The Democratic-run House on Thursday voted overwhelmingly in favor of a bipartisan bill that would give small businesses more time to use emergency loans and let borrowers spend less of their loan proceeds on payroll.
The action comes as Senate Republicans and the Trump administration also have backed extending the deadline for spending Paycheck Protection Program money beyond the current eight weeks, though they haven’t sounded supportive of relaxing a PPP rule that requires that 75% of loan proceeds go toward payroll expenses.
The House bill, called the Paycheck Protection Program Flexibility Act, makes changes to the PPP that include extending the period for using loans to 24 weeks. It also would let borrowers spend just 60%, rather than 75%, of their loan proceeds on paying workers and still be eligible for loan forgiveness.
An earlier version of the legislation eliminated the 75% rule, in line with what many industry groups have lobbied for. But unions reportedly blasted that provision as a “major setback in the battle we are fighting to protect American workers,” and the bill was changed.

________________________________________

WORK TO DO: Print the stretch from "The Democratic-run House" through "for loan forgiveness." in the passage on the Paycheck Protection Program bill, keeping every word and punctuation mark unchanged.

MATERIAL PROVIDED:
________________________________________

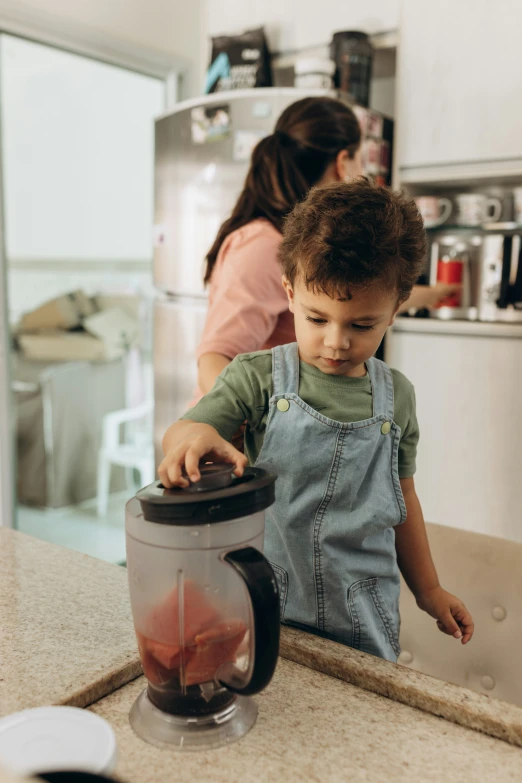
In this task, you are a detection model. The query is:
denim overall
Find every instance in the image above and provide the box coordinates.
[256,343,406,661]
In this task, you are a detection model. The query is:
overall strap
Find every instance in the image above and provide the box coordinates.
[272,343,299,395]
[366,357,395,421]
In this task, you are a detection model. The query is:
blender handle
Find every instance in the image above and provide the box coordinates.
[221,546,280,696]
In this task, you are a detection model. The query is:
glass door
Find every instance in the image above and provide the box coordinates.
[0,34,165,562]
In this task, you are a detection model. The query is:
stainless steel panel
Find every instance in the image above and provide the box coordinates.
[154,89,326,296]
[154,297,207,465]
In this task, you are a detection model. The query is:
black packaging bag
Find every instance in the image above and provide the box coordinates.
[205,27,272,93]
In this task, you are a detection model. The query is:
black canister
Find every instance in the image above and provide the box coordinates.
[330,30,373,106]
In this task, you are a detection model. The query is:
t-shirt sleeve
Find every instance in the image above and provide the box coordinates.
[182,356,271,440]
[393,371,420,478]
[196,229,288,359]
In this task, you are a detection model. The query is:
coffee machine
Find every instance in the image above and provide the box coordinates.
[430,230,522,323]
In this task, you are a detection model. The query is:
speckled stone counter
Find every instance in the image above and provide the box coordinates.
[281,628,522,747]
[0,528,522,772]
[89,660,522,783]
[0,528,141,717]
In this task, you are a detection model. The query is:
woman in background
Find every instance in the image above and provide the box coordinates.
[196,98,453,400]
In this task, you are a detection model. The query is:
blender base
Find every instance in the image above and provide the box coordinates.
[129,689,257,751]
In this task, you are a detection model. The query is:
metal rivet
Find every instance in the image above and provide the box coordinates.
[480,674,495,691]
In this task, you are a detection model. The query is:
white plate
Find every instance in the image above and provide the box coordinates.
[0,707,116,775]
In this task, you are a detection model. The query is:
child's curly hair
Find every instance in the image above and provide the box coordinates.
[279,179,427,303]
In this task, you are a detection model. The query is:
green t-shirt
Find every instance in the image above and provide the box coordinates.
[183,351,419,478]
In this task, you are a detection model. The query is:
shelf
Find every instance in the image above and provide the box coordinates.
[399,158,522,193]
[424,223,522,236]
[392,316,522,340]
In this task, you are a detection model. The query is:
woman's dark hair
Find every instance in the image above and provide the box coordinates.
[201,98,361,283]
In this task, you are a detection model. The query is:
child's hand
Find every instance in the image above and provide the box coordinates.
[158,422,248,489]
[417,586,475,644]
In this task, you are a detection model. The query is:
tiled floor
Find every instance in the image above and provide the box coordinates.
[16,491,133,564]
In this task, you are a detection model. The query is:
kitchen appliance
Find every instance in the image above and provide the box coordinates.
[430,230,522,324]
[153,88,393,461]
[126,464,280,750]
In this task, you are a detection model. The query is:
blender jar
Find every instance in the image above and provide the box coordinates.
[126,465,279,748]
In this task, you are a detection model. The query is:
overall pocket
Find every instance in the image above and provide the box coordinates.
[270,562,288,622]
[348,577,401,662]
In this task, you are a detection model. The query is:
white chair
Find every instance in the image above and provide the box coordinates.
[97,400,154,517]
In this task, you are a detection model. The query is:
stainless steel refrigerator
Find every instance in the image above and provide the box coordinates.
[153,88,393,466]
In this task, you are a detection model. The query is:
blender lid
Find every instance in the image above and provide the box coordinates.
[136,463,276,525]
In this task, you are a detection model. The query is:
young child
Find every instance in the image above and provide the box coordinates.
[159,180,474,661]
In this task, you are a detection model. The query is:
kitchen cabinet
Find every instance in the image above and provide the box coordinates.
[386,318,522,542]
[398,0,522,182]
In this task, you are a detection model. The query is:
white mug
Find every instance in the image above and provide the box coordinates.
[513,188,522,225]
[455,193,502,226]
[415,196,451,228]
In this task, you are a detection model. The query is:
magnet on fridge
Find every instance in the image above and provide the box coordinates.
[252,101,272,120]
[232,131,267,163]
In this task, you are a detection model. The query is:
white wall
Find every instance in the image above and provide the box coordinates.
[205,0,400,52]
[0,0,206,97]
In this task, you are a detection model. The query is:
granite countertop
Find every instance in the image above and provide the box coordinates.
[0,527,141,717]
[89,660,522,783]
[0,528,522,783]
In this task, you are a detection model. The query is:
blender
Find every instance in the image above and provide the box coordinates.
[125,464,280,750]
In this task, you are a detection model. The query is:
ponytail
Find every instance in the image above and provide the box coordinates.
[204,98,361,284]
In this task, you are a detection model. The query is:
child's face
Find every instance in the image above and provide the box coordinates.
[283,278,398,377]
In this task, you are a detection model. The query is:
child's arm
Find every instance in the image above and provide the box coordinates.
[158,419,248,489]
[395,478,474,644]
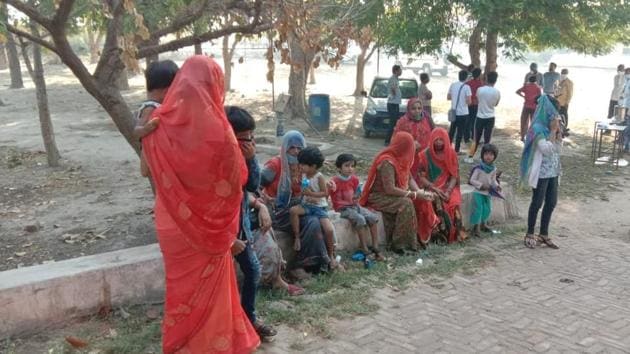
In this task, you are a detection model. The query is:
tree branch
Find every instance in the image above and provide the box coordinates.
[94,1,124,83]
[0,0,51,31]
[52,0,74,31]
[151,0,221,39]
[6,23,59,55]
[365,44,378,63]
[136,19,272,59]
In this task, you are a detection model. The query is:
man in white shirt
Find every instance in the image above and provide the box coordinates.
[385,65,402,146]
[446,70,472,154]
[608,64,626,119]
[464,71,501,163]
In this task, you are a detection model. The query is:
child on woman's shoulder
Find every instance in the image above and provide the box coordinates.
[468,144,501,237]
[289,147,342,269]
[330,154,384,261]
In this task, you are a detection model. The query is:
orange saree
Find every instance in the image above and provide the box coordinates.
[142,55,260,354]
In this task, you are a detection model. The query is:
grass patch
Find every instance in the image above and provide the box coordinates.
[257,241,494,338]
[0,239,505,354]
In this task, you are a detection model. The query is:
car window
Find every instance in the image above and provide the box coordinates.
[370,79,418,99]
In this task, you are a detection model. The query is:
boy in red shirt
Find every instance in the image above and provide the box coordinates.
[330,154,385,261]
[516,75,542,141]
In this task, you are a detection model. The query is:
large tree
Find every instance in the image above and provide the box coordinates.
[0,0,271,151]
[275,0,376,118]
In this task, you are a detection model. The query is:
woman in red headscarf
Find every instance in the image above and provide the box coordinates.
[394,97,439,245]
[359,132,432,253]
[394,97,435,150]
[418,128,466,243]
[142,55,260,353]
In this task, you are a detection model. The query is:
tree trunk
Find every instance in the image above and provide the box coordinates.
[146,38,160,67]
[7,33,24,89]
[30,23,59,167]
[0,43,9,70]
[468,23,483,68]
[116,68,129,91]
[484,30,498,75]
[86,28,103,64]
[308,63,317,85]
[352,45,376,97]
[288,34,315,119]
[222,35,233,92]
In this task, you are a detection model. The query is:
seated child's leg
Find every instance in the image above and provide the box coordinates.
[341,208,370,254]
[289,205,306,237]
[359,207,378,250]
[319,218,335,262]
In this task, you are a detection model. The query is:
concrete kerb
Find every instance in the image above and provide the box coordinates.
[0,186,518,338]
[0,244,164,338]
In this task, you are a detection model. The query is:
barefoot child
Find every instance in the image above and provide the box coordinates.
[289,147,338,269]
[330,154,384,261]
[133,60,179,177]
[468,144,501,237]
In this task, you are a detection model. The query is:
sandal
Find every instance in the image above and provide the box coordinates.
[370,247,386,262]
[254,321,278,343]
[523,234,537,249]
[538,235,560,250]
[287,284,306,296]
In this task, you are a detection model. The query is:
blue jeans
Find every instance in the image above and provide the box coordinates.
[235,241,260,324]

________________________________________

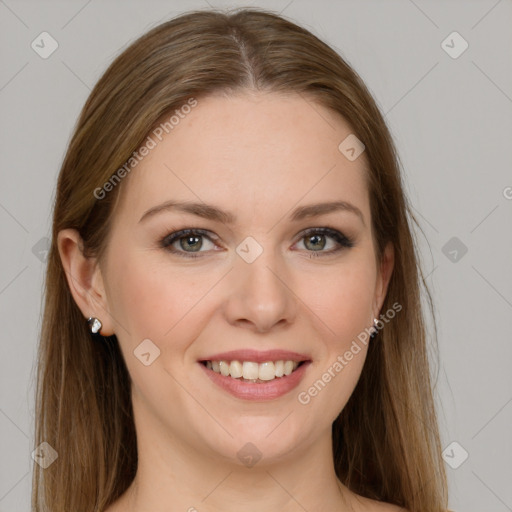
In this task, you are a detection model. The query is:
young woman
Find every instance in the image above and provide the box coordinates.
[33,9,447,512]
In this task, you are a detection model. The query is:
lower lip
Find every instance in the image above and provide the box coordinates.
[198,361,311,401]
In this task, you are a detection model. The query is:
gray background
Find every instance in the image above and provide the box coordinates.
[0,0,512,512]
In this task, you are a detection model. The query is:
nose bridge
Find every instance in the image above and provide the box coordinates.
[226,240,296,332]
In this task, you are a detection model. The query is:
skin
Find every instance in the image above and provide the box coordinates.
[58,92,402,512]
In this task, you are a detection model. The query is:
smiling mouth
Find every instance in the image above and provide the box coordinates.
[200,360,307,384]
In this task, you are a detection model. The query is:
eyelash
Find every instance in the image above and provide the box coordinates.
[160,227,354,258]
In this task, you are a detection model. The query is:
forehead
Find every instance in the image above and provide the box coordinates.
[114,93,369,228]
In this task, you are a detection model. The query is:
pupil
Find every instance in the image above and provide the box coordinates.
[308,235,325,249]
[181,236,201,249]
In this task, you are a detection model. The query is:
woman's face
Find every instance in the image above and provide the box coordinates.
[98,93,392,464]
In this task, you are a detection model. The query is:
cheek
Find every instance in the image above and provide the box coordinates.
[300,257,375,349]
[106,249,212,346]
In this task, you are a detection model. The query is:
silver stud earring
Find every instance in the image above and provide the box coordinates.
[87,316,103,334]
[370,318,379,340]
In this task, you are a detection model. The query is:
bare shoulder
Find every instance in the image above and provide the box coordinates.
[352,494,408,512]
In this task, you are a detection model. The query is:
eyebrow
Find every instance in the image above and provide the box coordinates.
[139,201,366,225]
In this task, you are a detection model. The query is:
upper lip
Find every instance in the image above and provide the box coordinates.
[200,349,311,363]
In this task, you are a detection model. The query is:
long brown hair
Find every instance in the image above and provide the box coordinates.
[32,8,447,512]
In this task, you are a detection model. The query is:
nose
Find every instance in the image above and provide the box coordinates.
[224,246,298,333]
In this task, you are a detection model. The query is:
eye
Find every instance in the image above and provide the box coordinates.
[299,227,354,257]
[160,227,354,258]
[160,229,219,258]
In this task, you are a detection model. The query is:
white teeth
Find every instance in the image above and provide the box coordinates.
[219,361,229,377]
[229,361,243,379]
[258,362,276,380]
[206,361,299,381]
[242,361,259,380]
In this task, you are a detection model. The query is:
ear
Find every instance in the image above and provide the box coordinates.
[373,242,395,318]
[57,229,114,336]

________________________________________

ANSWER TO THE PROBLEM:
The Democratic-run House on Thursday voted overwhelmingly in favor of a bipartisan bill that would give small businesses more time to use emergency loans and let borrowers spend less of their loan proceeds on payroll.
The action comes as Senate Republicans and the Trump administration also have backed extending the deadline for spending Paycheck Protection Program money beyond the current eight weeks, though they haven’t sounded supportive of relaxing a PPP rule that requires that 75% of loan proceeds go toward payroll expenses.
The House bill, called the Paycheck Protection Program Flexibility Act, makes changes to the PPP that include extending the period for using loans to 24 weeks. It also would let borrowers spend just 60%, rather than 75%, of their loan proceeds on paying workers and still be eligible for loan forgiveness.